## [Extracted records]
==================================================
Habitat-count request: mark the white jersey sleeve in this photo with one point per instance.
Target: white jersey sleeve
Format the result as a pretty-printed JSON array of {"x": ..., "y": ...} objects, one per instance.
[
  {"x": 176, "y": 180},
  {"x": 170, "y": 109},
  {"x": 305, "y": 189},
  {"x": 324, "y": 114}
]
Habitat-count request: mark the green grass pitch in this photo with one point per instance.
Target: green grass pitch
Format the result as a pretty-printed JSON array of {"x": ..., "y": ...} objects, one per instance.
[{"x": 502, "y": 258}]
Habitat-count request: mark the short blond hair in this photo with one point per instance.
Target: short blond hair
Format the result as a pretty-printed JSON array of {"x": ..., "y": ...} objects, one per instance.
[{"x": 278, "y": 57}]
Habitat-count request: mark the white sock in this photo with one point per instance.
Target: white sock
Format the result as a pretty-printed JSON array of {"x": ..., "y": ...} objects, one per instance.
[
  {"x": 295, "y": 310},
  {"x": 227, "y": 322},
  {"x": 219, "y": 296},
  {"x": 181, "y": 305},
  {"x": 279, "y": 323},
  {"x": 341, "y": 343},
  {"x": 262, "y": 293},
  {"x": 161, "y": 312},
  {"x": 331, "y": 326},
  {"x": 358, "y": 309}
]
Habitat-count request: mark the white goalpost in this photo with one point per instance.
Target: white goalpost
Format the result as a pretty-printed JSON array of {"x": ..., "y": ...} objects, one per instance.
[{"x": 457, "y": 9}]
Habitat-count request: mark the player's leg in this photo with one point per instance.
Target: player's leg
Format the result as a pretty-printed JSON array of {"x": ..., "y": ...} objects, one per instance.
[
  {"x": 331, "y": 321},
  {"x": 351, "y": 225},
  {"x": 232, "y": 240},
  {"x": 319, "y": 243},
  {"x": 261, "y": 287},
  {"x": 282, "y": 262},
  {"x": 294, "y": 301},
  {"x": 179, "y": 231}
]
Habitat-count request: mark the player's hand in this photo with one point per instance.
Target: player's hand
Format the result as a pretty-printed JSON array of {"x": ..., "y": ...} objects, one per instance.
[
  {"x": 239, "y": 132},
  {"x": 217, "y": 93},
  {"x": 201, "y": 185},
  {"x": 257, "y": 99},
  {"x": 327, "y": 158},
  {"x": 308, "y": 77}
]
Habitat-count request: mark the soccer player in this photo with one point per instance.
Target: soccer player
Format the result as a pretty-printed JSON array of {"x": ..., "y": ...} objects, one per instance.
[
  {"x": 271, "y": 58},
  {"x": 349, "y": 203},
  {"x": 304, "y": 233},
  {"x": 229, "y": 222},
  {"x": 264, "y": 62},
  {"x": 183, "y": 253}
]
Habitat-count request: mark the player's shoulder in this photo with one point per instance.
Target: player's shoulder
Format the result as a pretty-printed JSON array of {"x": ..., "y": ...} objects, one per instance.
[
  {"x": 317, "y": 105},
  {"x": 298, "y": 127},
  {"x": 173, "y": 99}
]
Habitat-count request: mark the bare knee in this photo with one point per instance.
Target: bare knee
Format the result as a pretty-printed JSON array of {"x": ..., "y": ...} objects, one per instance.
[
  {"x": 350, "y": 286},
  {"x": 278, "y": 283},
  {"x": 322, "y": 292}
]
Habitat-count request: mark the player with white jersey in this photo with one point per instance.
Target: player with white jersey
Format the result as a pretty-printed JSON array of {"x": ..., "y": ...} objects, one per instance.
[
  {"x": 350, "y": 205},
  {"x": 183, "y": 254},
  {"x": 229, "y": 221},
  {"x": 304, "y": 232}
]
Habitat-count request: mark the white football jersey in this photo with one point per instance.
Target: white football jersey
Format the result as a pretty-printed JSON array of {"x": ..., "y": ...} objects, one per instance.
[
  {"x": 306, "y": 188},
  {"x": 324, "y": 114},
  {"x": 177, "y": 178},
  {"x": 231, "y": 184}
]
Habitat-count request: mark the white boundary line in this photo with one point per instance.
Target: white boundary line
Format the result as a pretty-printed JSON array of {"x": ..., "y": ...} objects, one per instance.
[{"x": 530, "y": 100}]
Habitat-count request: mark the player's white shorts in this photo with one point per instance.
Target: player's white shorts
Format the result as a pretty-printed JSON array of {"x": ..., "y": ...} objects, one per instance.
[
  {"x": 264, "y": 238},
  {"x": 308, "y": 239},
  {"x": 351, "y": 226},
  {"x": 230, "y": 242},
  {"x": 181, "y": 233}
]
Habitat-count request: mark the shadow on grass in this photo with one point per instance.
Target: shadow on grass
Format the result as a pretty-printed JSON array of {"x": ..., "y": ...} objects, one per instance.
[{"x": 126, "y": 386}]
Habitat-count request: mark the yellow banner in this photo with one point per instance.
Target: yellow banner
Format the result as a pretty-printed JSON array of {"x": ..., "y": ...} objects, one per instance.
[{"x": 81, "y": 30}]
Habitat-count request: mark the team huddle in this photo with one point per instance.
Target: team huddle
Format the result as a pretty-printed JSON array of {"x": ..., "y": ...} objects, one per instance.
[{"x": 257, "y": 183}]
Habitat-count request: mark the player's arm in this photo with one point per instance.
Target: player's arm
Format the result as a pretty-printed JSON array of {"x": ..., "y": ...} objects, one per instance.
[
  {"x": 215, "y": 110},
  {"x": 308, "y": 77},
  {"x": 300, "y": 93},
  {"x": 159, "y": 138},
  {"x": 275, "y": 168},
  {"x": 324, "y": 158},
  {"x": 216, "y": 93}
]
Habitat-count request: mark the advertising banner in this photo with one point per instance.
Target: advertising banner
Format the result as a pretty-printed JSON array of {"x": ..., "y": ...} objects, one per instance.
==================================================
## [Work to be completed]
Please report the number of lines in the data that include "pitch", with no other words.

## [Result]
2